====== TEXTE ÉTUDIÉ ======

La politique linguistique de la Turquie en vue d’une adhésion à l’Union européenne

par Recep Gulmez

Thèse de doctorat en Science politique

Sous la direction de Otmar Seul.

Le président du jury était Alain Garrigou.

Le jury était composé de Otmar Seul, Alain Garrigou, Guillaume Le Blanc, Christel Troncy, Wolfgang Schröter.

Les rapporteurs étaient Guillaume Le Blanc, Niels Petersen.


  • Résumé

    La Turquie a connu un nouveau tournant dans les relations entre l'UE et la Turquie le 3 octobre 2005, lorsque les négociations pour la pleine adhésion ont débuté. Lorsque le gouvernement turc de coalition a commencé à améliorer les droits de l'homme et les droits des minorités en Turquie en 1999, l'Union européenne a commencé à adopter une perspective différente sur son adhésion à l'UE. L'objectif de cette étude est de mettre en lumière les progrès réalisés en matière de droits de l'homme et de droits linguistiques des minorités non officielles en Turquie compte tenu de l'adhésion à l'Union européenne. L'étude est basée sur une analyse documentaire, une méthode de recherche en sciences politiques, où nous avons examiné les rapports de progrès et les résolutions du Parlement européen sur les progrès réalisés par la Turquie ainsi que d'autres documents internationaux relatifs à la minorité et/ou aux droits de l'homme et les documents d’archive ottoman et turc. Ces documents ont été examinés sous l'angle des droits linguistiques. Nous avons découvert que la Turquie devrait élargir sa compréhension des minorités et que le turc doit être la langue officielle tandis que toutes les autres langues devraient être reconnues officiellement sans donner un statut de minorité. Donc, si un ressortissant turc veut avoir un emploi dans une unité gouvernementale, il doit connaître le turc alors que sa propre langue maternelle n'est pas interdite, comme en Angleterre et en France, où l'anglais ou le français sont obligatoires alors que toutes les autres langues sont libres à apprendre et pratiquer dans les médias, l'école et en public.

====== ENTRÉES DES DONNÉES ======

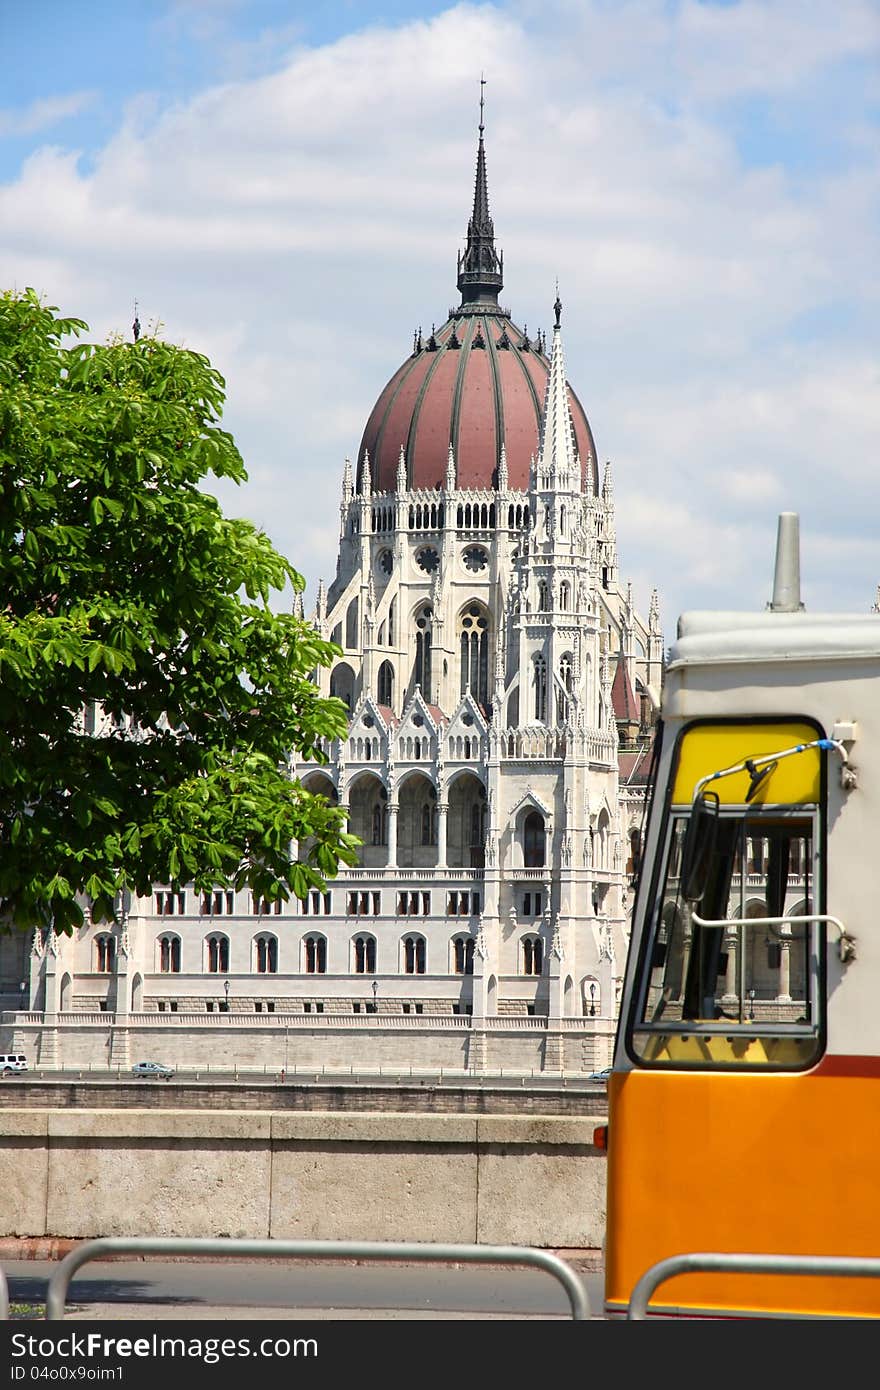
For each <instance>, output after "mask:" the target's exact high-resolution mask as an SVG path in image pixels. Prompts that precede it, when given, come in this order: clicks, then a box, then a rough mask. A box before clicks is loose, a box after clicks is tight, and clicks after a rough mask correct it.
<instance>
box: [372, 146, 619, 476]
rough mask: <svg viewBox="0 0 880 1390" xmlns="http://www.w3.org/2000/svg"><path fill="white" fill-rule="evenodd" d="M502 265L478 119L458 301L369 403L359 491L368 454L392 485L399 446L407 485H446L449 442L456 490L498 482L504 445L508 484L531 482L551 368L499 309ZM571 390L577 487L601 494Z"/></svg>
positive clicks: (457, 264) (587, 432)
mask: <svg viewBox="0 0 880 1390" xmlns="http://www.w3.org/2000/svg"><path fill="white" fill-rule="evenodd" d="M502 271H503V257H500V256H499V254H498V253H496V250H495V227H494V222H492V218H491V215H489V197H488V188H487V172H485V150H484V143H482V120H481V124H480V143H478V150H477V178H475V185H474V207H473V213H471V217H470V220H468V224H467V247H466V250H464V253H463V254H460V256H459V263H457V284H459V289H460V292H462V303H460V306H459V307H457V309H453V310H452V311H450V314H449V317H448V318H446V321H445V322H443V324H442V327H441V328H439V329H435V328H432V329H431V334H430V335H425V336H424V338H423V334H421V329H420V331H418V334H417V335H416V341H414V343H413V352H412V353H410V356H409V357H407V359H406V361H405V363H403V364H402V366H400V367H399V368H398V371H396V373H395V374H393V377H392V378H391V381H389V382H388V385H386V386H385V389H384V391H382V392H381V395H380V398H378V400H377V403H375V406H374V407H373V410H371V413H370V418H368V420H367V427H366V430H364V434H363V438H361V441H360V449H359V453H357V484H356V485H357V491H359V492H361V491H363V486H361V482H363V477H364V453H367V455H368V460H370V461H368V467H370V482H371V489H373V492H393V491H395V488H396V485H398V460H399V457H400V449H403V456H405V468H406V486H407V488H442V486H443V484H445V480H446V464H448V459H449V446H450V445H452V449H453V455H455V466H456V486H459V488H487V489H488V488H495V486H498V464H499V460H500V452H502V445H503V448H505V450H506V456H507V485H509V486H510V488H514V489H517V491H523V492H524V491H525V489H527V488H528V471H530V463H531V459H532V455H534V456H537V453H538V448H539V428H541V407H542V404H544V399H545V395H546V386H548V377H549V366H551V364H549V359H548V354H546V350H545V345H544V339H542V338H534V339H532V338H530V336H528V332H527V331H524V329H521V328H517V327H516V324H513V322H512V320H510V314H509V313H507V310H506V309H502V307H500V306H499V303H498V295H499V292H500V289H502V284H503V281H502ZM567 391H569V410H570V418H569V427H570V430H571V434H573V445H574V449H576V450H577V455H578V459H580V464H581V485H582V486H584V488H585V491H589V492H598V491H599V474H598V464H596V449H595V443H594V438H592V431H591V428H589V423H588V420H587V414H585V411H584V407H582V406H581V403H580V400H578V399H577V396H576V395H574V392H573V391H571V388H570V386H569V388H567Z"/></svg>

======

| CONSIGNE |
Prolongez le texte sur la politique linguistique de la Turquie en reprenant juste après sa dernière phrase. Les entrées ne sont pas utiles ici.

| RÉSULTAT |
  • Titre traduit

    Turkey's language policy for accession to the European Union


  • Résumé

    Turkey had a new turning point in EU-Turkey relations on 3 October 2005 when the negotiations for full membership started. When the Turkish government of coalition started to improve human rights and minority rights in Turkey, the European Union commenced to adopt a different perspective on the accession to the EU in 1999. The objective of this study is to shed light on the progress in human rights and linguistic rights of the unofficial minorities in Turkey in view of European Union membership. The study is based on document analysis, one of research methods in political science, where we examined the progress reports and European Parliament resolutions on the progress made by Turkey as well as other international documents related to the minority and/or human rights besides Ottoman and Turkish archives. These documents were examined from the perspective of language rights. We found out that Turkey should broaden its understanding of minorities and the language of the state should be Turkish while all other languages should be recognized officially. So, if one national wants to have a job in any government unit, Turkish must be the official language while their own mother tongue is not forbidden like in England and France where English or French respectively are obligatory while all other languages are free to be learned and practiced in media, school, and in public.